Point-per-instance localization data
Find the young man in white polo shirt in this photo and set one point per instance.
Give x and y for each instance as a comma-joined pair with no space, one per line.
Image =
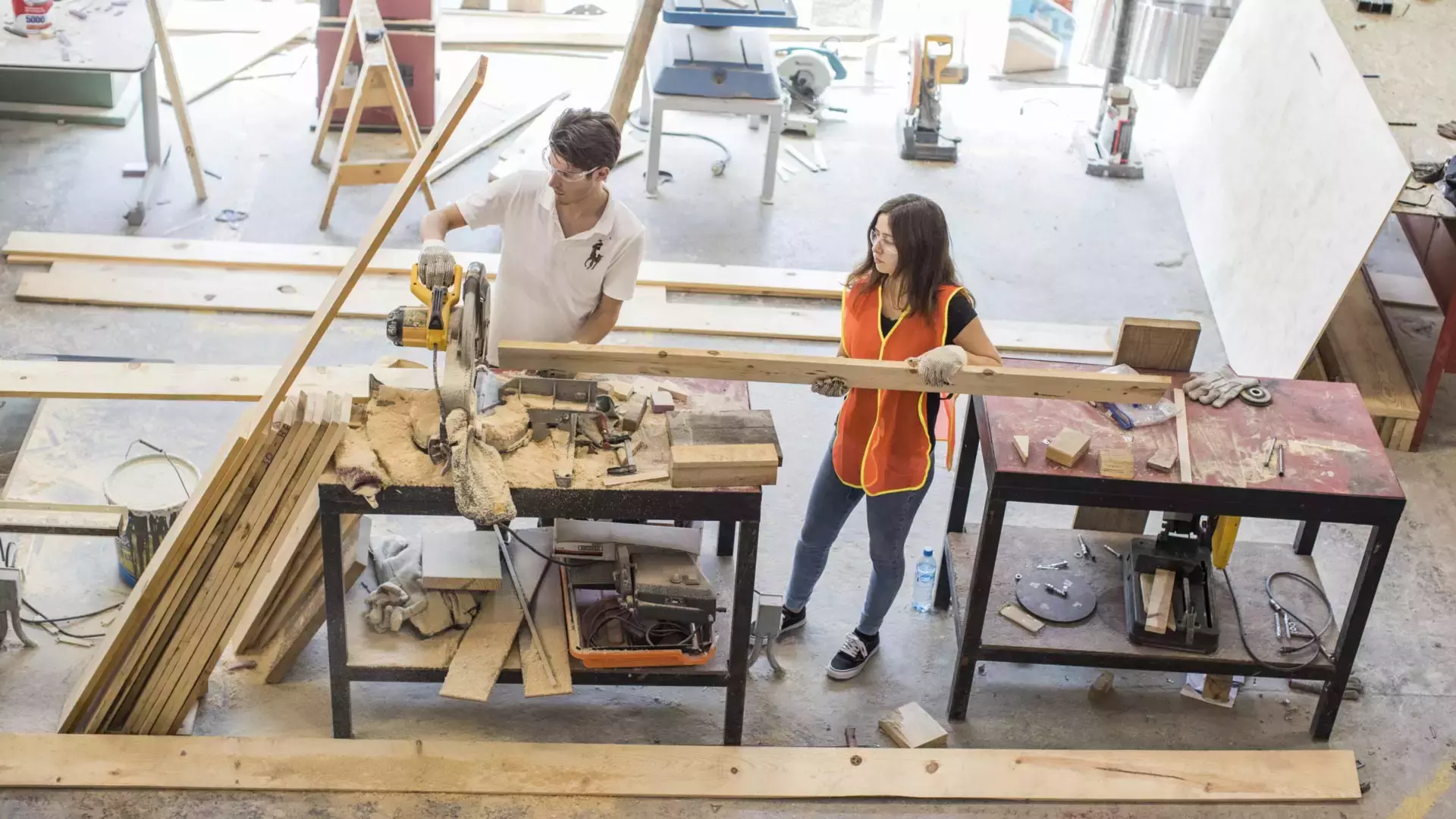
570,251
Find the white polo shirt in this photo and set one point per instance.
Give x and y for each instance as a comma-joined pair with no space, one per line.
549,283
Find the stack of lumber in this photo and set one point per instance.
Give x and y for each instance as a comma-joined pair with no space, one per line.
287,607
191,598
1357,349
196,589
293,280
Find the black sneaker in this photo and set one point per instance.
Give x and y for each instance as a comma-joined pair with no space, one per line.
792,621
854,654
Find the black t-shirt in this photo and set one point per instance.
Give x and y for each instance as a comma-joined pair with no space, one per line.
959,316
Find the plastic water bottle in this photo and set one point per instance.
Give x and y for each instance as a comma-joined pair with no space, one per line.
924,582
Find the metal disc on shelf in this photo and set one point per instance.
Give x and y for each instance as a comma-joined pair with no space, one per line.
1078,604
1257,397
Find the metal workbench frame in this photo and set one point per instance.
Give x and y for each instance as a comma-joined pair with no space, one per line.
1076,490
730,507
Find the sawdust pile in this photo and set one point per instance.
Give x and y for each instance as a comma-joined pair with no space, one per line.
389,425
398,423
357,466
482,491
424,419
504,428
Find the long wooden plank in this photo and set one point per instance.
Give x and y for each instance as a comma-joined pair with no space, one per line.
487,643
300,292
805,369
1286,172
218,484
212,642
156,599
551,624
185,382
632,60
329,259
428,765
221,576
293,637
39,518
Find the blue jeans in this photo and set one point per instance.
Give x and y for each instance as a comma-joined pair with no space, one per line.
889,516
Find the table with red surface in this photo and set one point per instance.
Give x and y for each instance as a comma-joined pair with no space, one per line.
1335,471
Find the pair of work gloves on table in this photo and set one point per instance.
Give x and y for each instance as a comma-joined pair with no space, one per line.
937,368
1219,387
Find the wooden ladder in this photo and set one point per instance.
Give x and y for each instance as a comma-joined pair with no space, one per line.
379,85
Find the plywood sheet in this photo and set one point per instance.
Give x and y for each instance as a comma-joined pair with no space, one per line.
1285,172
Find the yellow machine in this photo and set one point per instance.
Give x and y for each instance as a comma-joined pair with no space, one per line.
428,325
453,318
921,124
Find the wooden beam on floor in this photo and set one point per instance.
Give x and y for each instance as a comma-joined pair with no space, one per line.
185,382
300,292
378,765
121,691
27,246
39,518
805,369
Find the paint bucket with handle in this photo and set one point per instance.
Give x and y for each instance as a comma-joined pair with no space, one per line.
153,488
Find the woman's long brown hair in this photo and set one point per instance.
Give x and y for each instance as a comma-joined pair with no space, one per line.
924,243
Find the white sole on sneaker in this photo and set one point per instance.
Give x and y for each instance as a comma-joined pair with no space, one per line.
854,672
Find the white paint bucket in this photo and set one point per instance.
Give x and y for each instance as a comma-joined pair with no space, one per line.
153,488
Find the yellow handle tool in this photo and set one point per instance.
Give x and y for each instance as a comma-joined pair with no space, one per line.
1223,537
440,299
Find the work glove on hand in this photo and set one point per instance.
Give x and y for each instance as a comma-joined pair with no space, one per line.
1219,387
940,366
832,387
400,594
436,262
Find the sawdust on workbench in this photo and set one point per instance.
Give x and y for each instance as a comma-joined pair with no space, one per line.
391,422
389,426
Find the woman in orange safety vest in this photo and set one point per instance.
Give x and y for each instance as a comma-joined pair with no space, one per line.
902,303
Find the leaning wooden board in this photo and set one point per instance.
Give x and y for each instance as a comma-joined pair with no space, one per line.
428,765
115,667
805,369
300,292
1286,172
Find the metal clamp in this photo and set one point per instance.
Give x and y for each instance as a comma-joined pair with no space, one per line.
766,630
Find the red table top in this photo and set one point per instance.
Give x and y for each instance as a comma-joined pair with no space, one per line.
1331,444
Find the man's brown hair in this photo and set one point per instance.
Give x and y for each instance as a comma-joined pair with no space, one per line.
585,139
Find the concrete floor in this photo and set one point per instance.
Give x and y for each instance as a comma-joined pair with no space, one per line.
1036,240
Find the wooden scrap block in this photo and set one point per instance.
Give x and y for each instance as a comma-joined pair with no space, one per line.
634,410
1022,445
1164,460
724,465
1158,602
1116,464
910,726
1021,617
460,561
1069,447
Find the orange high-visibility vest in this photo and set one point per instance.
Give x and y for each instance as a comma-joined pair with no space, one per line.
883,442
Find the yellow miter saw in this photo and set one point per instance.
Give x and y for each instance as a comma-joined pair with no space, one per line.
455,318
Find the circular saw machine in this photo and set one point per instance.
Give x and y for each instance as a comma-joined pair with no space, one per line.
455,318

→ **Exercise aim**: If a line in the records above includes the string "hair", copy it.

→ **Reply to the exercise**:
Find the woman's long brown hair in this photo and set one point per instance.
Find the man's brown hair in this photo and set one point per instance.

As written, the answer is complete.